** WHAT THIS TASK INVOLVES **
Reproduce each line of the material precisely.

** RECORDS FOR THE EXERCISE **
• • • • • • •

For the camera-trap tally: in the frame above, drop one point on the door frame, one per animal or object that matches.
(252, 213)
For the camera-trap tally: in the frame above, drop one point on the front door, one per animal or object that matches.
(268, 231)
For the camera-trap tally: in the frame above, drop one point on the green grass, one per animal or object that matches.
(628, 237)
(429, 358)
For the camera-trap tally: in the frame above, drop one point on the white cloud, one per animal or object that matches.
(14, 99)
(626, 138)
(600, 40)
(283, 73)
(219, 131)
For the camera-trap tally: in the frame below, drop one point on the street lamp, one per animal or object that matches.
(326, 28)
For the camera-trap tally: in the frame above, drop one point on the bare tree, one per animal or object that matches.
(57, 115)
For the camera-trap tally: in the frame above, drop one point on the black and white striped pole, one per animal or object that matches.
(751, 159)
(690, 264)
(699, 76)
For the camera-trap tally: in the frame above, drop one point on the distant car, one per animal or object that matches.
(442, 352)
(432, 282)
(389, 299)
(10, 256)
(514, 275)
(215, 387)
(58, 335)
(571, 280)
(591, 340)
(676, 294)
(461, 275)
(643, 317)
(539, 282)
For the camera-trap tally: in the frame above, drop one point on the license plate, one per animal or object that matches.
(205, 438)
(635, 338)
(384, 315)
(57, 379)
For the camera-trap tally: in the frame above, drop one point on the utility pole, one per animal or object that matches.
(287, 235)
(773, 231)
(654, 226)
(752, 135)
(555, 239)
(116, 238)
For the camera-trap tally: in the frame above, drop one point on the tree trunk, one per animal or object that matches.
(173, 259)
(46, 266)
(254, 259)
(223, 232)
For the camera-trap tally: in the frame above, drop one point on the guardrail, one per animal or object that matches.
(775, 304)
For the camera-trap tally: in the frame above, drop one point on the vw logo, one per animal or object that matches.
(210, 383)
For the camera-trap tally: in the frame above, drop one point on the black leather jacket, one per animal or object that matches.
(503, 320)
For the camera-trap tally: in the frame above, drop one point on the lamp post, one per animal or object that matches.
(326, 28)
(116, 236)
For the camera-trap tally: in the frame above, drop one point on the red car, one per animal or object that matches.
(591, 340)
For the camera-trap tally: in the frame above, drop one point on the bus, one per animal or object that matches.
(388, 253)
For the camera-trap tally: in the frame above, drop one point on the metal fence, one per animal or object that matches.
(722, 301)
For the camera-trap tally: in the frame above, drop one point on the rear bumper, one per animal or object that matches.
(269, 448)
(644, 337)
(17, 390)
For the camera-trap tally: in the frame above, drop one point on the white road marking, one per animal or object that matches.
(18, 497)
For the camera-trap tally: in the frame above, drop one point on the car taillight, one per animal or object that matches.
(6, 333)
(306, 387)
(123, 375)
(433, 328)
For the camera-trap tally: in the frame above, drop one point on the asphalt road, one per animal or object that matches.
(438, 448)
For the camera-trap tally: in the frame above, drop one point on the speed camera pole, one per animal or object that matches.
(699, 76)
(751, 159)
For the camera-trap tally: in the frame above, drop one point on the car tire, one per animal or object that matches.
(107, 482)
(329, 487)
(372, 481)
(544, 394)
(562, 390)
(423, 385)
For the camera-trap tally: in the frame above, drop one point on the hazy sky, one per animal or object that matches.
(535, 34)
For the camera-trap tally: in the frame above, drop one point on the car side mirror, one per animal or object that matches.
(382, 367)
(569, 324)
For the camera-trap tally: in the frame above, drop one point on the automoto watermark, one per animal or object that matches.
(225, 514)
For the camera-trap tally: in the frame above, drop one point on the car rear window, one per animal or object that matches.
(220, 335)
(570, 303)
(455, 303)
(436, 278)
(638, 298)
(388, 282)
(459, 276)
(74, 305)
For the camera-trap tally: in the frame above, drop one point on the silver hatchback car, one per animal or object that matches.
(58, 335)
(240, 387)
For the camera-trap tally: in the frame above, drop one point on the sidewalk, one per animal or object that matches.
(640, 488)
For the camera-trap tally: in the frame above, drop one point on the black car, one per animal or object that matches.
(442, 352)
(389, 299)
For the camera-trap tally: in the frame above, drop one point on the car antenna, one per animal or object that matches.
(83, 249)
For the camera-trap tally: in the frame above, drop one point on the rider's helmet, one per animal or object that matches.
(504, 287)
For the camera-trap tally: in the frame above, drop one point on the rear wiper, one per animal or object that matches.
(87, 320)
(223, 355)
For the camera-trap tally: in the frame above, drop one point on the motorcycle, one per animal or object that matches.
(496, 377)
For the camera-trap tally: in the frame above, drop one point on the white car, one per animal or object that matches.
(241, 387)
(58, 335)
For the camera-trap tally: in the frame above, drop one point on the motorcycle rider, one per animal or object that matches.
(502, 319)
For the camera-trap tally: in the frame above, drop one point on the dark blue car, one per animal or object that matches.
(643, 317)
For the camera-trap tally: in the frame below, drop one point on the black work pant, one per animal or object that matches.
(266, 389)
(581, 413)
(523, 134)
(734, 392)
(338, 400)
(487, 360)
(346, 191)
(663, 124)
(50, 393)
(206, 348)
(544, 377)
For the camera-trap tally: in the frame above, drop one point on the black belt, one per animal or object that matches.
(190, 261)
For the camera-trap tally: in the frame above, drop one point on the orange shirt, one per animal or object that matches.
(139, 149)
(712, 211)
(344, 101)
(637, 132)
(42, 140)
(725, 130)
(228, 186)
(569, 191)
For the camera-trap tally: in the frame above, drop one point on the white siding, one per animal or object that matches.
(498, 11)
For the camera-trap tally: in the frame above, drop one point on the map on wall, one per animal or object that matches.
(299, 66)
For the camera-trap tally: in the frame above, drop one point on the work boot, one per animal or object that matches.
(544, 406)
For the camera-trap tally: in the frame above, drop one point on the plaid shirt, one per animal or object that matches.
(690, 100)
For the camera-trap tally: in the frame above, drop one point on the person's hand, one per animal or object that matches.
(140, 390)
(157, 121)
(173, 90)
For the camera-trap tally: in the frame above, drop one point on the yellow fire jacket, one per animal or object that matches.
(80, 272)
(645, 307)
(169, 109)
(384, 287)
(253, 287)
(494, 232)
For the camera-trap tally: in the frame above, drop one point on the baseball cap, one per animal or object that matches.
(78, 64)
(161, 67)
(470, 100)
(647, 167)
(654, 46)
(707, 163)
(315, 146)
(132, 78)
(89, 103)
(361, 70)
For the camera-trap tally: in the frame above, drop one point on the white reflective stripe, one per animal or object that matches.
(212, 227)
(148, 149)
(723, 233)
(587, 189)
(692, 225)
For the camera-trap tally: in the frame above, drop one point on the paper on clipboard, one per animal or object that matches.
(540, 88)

• • • • • • •

** IN RESPONSE **
For the camera-trap tally: in the frame above, drop one point on the door frame, one per animal or object that matches.
(252, 213)
For the camera-trap tally: in the frame above, drop one point on the front door, one per animal or object that matches.
(268, 231)
For the camera-trap tally: in the frame above, drop one point on the green grass, one per animal or object that matches.
(628, 237)
(429, 358)
For the camera-trap tally: in the frame above, drop one point on the white cloud, one per animal or object that matches.
(14, 99)
(626, 138)
(600, 40)
(283, 73)
(219, 131)
For the camera-trap tally: in the frame below, drop one point on the street lamp, one per animal or object that matches.
(326, 28)
For the camera-trap tally: in the frame above, drop one point on the bare tree, one per animal or object that matches.
(57, 115)
For the camera-trap tally: in the frame above, drop one point on the black and white striped pole, one per animal or object that matches.
(751, 159)
(690, 264)
(699, 76)
For the camera-trap tally: in the frame above, drop one point on the distant car, one per animal or object that matches.
(442, 352)
(432, 282)
(389, 299)
(10, 256)
(514, 275)
(215, 387)
(58, 335)
(571, 280)
(591, 340)
(676, 294)
(461, 275)
(643, 317)
(539, 282)
For the camera-trap tally: in the frame above, drop one point on the license plate, one per animal or object that matches.
(205, 438)
(635, 338)
(384, 315)
(57, 379)
For the camera-trap tally: in the frame above, drop one point on the utility pole, one per animal or object that matches.
(287, 235)
(773, 231)
(654, 226)
(752, 135)
(555, 239)
(116, 238)
For the camera-trap tally: in the frame above, drop one point on the tree trunk, one per animal or object that matches.
(173, 259)
(46, 266)
(254, 259)
(223, 232)
For the camera-trap tally: in the frame above, drop one point on the guardrail, one per animal or object that matches.
(775, 304)
For the camera-trap tally: in the frame above, drop one point on the vw logo, one per animal or object that matches.
(210, 383)
For the camera-trap tally: in the frame above, drop one point on the black leather jacket, one per animal or object that matches.
(503, 320)
For the camera-trap tally: in the frame above, drop one point on the lamp post, one per animal or object that matches.
(326, 28)
(116, 236)
For the camera-trap tally: in the frame above, drop one point on the red car, one per animal or object that matches.
(591, 340)
For the camera-trap tally: in the frame above, drop one point on the bus, one per animal or object that matches.
(388, 253)
For the camera-trap tally: in the frame above, drop one point on the metal fence, one per animal or object that matches.
(722, 301)
For the camera-trap tally: in the frame above, drop one point on the rear bumper, one per animal or object that matches.
(269, 448)
(644, 337)
(17, 390)
For the camera-trap tally: in the frame above, drop one point on the white road marking, one per animal or object that matches.
(18, 497)
For the camera-trap tally: in the frame above, drop one point on the car taillight, one per animal or object that matches.
(6, 333)
(306, 387)
(123, 375)
(433, 328)
For the camera-trap tally: in the frame above, drop one point on the asphalt road, one per animal or object that matches.
(438, 448)
For the camera-trap tally: in the frame above, drop one point on the speed camera pole, one per animal or object that matches.
(699, 76)
(751, 159)
For the camera-trap tally: in the frame above, drop one point on the car tire, one per animal or object that matches.
(107, 482)
(329, 487)
(372, 481)
(544, 394)
(562, 390)
(423, 385)
For the camera-trap tally: in the frame above, drop one point on the hazy sky, one per animal or object that matches.
(535, 34)
For the camera-trap tally: in the frame above, drop one point on the car side mirror, one per animal or object that matches.
(382, 367)
(569, 324)
For the camera-trap tally: in the frame above, drop one point on the automoto watermark, one per animal or object that matches.
(225, 514)
For the camera-trap tally: in the frame above, drop one point on the car rear window, one per animal or object that matches.
(220, 335)
(570, 303)
(455, 303)
(436, 278)
(638, 298)
(388, 282)
(459, 276)
(74, 305)
For the camera-trap tally: in the frame above, drop one point on the silver hatchback car, one per animal or object that matches.
(58, 335)
(240, 387)
For the camera-trap tally: in the frame above, drop one point on the sidewalk, one per animal or object that matches.
(640, 488)
For the camera-trap tally: in the frame above, drop one point on the black car, one per animal or object that matches.
(442, 352)
(389, 299)
For the camera-trap tally: in the frame above, drop one point on the car antenna, one per animal or object that matches.
(83, 249)
For the camera-trap tally: in the frame above, drop one point on the rider's helmet, one per animal or object that matches.
(504, 287)
For the camera-trap tally: in the frame above, drop one point on the rear wiper, one per animal or object that matches.
(87, 320)
(223, 355)
For the camera-trap tally: in the frame above, drop one point on the motorcycle, one per animal or object that matches.
(496, 377)
For the camera-trap tally: in the frame above, drop one point on the white car, one per animal or object that matches.
(241, 387)
(58, 335)
For the camera-trap tally: in the frame above, drop one point on the motorcycle rider, one per animal or object that matches.
(502, 319)
For the camera-trap tally: in the frame above, drop one point on the dark blue car, one per animal or object that matches.
(643, 317)
For the camera-trap tally: in the frame below, drop one point on the black work pant, one per animal or object that matches.
(266, 389)
(581, 413)
(523, 134)
(734, 392)
(338, 400)
(487, 360)
(346, 191)
(663, 124)
(50, 393)
(206, 348)
(544, 377)
For the camera-trap tally: in the frame above, drop one point on the black belt, one per animal or object that matches.
(190, 261)
For the camera-trap tally: in the frame above, drop one point on the orange shirt, one per animal or object that matches.
(139, 149)
(712, 211)
(344, 101)
(637, 132)
(42, 140)
(725, 130)
(228, 186)
(569, 191)
For the camera-trap tally: in the frame above, drop one point on the white siding, one per animal or object that matches.
(498, 11)
For the camera-trap tally: in the frame above, drop one point on the map on wall, one per animal or object that matches.
(299, 66)
For the camera-trap tally: in the frame above, drop one point on the work boot, one per animal or object that matches.
(544, 406)
For the camera-trap tally: in the frame above, drop one point on the plaid shirt, one per animal or object that matches.
(690, 100)
For the camera-trap tally: in the frame above, drop one point on the person's hand, one per animal or object that matches.
(140, 390)
(157, 121)
(173, 90)
For the camera-trap tally: in the frame above, drop one point on the yellow fire jacket, one per animal or object that matches.
(80, 272)
(645, 307)
(169, 109)
(384, 287)
(253, 287)
(494, 232)
For the camera-trap tally: in the frame above, drop one point on the baseball cap, one per animal or object that matches.
(78, 64)
(161, 67)
(470, 100)
(647, 167)
(654, 46)
(707, 163)
(315, 146)
(132, 78)
(89, 103)
(361, 70)
For the camera-trap tally: in the frame above, drop one point on the white reflective stripe, one per animal or object that matches.
(212, 227)
(148, 149)
(723, 233)
(587, 189)
(692, 225)
For the camera-trap tally: in the frame above, drop one point on the paper on clipboard, one per animal or object that matches.
(540, 88)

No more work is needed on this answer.